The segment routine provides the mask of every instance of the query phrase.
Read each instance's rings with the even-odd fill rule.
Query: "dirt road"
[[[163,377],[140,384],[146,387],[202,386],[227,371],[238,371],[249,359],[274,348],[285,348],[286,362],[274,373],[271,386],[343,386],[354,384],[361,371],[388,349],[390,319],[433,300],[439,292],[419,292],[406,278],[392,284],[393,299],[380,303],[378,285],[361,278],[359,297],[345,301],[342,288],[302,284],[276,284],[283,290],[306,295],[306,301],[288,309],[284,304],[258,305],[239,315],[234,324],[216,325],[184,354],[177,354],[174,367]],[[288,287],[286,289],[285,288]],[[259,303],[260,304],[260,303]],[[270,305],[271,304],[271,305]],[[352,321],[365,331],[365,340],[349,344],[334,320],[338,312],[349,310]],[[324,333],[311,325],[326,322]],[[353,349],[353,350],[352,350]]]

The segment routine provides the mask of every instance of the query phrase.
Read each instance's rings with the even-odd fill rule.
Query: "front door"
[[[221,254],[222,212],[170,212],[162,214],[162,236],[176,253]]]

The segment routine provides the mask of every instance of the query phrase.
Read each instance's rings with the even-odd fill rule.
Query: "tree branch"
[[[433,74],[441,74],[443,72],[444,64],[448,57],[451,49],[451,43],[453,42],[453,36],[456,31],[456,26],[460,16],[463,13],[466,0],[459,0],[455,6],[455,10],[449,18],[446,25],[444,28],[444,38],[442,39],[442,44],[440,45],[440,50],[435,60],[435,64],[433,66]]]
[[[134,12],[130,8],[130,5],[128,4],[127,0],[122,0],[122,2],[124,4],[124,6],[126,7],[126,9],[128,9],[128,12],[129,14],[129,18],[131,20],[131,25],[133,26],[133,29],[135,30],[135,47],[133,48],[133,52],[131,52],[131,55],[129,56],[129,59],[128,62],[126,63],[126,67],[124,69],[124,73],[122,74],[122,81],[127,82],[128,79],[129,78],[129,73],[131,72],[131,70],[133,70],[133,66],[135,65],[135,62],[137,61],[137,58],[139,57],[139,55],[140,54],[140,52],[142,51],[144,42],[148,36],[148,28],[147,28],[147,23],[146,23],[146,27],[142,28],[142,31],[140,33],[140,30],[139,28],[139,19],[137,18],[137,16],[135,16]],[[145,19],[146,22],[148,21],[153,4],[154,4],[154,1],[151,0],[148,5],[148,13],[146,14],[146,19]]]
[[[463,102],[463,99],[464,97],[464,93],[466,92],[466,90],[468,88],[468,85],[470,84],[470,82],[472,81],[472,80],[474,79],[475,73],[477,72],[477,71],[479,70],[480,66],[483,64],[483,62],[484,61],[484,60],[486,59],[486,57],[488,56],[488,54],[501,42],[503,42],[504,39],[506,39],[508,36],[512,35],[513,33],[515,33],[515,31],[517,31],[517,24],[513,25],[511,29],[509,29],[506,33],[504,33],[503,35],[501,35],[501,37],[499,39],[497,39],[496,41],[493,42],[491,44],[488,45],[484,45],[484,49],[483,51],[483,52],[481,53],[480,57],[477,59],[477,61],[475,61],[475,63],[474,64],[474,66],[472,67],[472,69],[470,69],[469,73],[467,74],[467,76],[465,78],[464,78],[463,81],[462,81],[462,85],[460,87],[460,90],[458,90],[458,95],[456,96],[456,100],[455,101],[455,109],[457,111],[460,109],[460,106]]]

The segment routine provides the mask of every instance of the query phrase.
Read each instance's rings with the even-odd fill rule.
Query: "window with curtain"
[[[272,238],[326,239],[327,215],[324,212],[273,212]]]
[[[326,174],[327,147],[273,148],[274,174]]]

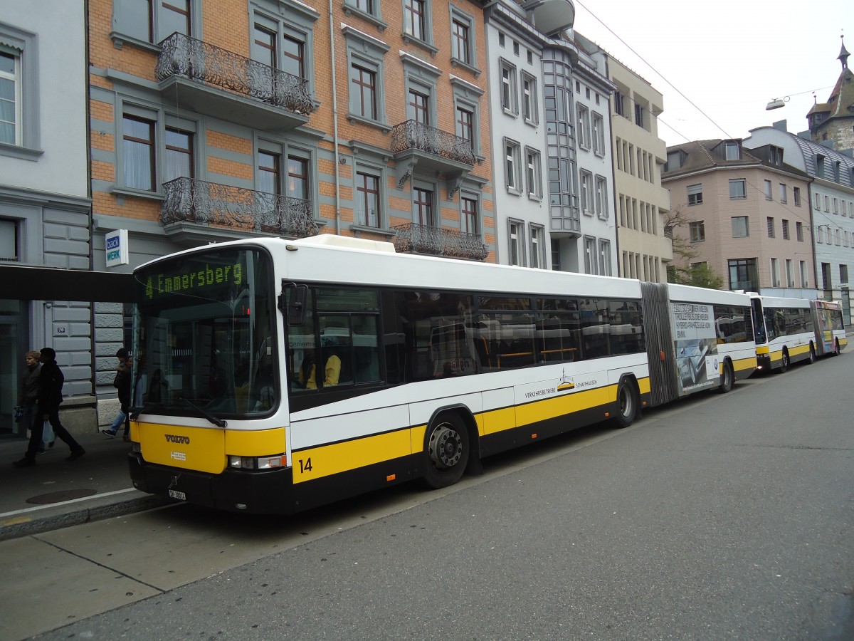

Given problem: Convert each line of the material above into a row of a Markdown table with the columns Row and Material line, omitting blank lines. Leave the pictures out of the table.

Answer in full:
| Row | Material line |
|---|---|
| 1 | The segment routine provides the mask of every instance of the query phrase. |
| 2 | Read each instance's rings with the even-odd fill rule. |
| 3 | Query: "dirt road" |
| 4 | [[[163,377],[140,384],[146,387],[202,386],[227,371],[238,371],[249,359],[274,348],[285,348],[286,362],[274,373],[271,386],[343,386],[354,384],[361,371],[388,349],[390,319],[433,300],[439,292],[419,292],[406,278],[392,284],[393,299],[380,303],[378,285],[361,278],[359,297],[345,301],[342,288],[302,284],[276,284],[283,290],[306,295],[306,301],[288,309],[284,304],[258,305],[239,315],[234,324],[216,325],[184,354],[177,354],[174,367]],[[288,287],[286,289],[285,288]],[[259,303],[260,304],[260,303]],[[270,305],[271,304],[271,305]],[[352,321],[365,331],[365,340],[349,344],[334,320],[338,312],[349,310]],[[324,333],[311,325],[326,322]],[[353,349],[353,350],[352,350]]] |
| 5 | The segment routine provides the mask of every instance of the query phrase. |
| 6 | Read each instance's rings with the even-odd fill rule. |
| 7 | Query: "front door" |
| 8 | [[[221,254],[222,212],[170,212],[162,214],[162,236],[176,253]]] |
| 9 | The segment routine provides the mask of every instance of the query phrase. |
| 10 | Read each instance's rings with the even-odd fill rule. |
| 11 | Query: "tree branch" |
| 12 | [[[433,74],[441,74],[443,72],[444,64],[448,57],[451,49],[451,43],[453,42],[453,36],[456,31],[456,26],[460,16],[463,13],[466,0],[459,0],[455,6],[455,10],[449,18],[446,25],[444,28],[444,38],[442,39],[442,44],[440,45],[440,50],[435,60],[435,64],[433,66]]] |
| 13 | [[[134,12],[130,8],[130,5],[128,4],[127,0],[122,0],[122,2],[124,4],[124,6],[126,7],[126,9],[128,9],[128,12],[129,14],[129,18],[131,20],[131,25],[133,26],[133,29],[135,30],[135,47],[133,48],[133,52],[131,52],[131,55],[129,56],[129,59],[128,62],[126,63],[126,67],[124,69],[124,73],[122,74],[122,81],[127,82],[128,79],[129,78],[129,73],[131,72],[131,70],[133,70],[133,66],[135,65],[135,62],[137,61],[137,58],[139,57],[139,55],[140,54],[140,52],[142,51],[144,42],[148,36],[148,28],[147,28],[147,23],[146,23],[146,27],[142,28],[142,31],[140,33],[140,30],[139,28],[139,19],[137,18],[137,16],[135,16]],[[145,19],[146,22],[148,21],[153,4],[154,4],[154,1],[151,0],[148,5],[148,13],[146,14],[146,19]]] |
| 14 | [[[463,102],[463,99],[464,97],[464,93],[466,92],[466,90],[468,88],[468,85],[470,84],[470,82],[472,81],[472,80],[474,79],[475,73],[477,72],[477,71],[479,70],[480,66],[483,64],[483,62],[484,61],[484,60],[486,59],[486,57],[488,56],[488,54],[501,42],[503,42],[504,39],[506,39],[508,36],[512,35],[513,33],[515,33],[515,31],[517,31],[517,24],[513,25],[511,29],[509,29],[506,33],[504,33],[503,35],[501,35],[501,37],[499,39],[497,39],[496,41],[493,42],[491,44],[488,45],[484,45],[484,49],[483,51],[483,52],[481,53],[480,57],[477,59],[477,61],[475,61],[475,63],[474,64],[474,66],[472,67],[472,69],[470,69],[469,73],[467,74],[467,76],[465,78],[464,78],[463,81],[462,81],[462,85],[460,87],[460,90],[458,90],[458,95],[456,96],[456,100],[455,101],[455,109],[457,111],[460,109],[460,106]]] |
| 15 | The segment routine provides the mask of every instance of the query phrase. |
| 16 | Read each instance's rings with the even-odd fill rule. |
| 17 | Query: "window with curtain" |
| 18 | [[[272,238],[326,239],[327,215],[324,212],[273,212]]] |
| 19 | [[[326,174],[327,147],[273,148],[274,174]]] |